> **What is asked**
Copy the records below line for line, reproducing every character unchanged.

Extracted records
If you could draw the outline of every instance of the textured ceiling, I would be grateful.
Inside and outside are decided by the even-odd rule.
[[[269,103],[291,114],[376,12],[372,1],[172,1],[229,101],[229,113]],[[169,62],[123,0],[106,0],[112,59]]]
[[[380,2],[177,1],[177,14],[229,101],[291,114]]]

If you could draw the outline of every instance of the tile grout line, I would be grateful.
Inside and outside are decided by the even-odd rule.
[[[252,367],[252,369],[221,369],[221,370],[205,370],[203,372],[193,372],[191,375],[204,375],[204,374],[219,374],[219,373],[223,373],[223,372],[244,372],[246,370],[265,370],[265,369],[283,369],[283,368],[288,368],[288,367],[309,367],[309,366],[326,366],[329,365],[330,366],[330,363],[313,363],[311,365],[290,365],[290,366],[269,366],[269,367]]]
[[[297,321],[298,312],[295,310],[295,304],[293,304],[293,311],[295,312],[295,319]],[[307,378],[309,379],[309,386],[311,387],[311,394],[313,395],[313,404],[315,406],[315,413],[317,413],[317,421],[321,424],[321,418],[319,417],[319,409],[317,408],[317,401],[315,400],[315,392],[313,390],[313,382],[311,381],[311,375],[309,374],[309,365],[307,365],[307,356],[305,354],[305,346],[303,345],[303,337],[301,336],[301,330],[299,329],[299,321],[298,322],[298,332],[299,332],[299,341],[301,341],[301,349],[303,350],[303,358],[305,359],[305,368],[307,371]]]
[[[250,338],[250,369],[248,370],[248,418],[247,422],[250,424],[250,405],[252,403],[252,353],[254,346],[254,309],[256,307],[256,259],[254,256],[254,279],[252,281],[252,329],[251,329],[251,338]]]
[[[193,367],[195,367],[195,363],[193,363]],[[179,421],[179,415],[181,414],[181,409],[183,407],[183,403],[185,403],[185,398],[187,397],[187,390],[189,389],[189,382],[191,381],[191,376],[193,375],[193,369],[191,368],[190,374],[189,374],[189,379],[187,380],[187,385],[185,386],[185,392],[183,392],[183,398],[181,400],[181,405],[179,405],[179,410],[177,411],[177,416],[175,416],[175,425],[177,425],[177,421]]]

> **Response to this task**
If you could draw the outline of every instance of the textured ceiling, I would be grateful.
Inside and outside are decided by the even-odd rule.
[[[269,103],[291,114],[376,12],[372,1],[172,1],[229,101],[229,113]],[[169,62],[123,0],[106,0],[112,59]]]
[[[380,2],[177,1],[177,14],[229,101],[291,114]]]

If you could draw the outline of every instance of the tile grout line, I would be grateful.
Inside and outside are decided by the even-odd rule.
[[[252,367],[252,369],[221,369],[221,370],[205,370],[203,372],[193,372],[191,375],[204,375],[204,374],[219,374],[219,373],[223,373],[223,372],[244,372],[246,370],[265,370],[265,369],[283,369],[283,368],[288,368],[288,367],[309,367],[309,366],[326,366],[329,365],[330,366],[330,363],[313,363],[311,365],[290,365],[290,366],[269,366],[269,367]]]
[[[297,321],[298,312],[295,310],[295,304],[293,304],[293,311],[295,312],[295,319]],[[307,378],[309,379],[309,386],[311,387],[311,394],[313,395],[313,404],[315,406],[315,413],[317,413],[317,421],[321,424],[321,418],[319,417],[319,409],[317,408],[317,401],[315,400],[315,392],[313,390],[313,382],[311,381],[311,375],[309,374],[309,365],[307,365],[307,356],[305,354],[305,346],[303,345],[303,337],[301,336],[301,330],[299,329],[299,321],[298,322],[298,332],[299,332],[299,341],[301,341],[301,349],[303,350],[303,358],[305,359],[305,368],[307,371]]]
[[[250,338],[250,369],[248,370],[248,418],[247,422],[250,424],[250,405],[252,403],[252,353],[254,346],[254,309],[256,307],[256,259],[254,256],[254,279],[252,281],[252,329],[251,329],[251,338]]]
[[[193,367],[195,367],[195,363],[193,363]],[[179,421],[179,415],[181,414],[181,409],[183,407],[183,403],[185,403],[185,398],[187,397],[187,390],[189,389],[189,382],[191,381],[191,376],[193,375],[193,369],[191,368],[190,374],[189,374],[189,379],[187,380],[187,385],[185,386],[185,392],[183,392],[183,398],[181,400],[181,405],[179,405],[179,410],[177,411],[177,416],[175,416],[175,425],[177,425],[177,421]]]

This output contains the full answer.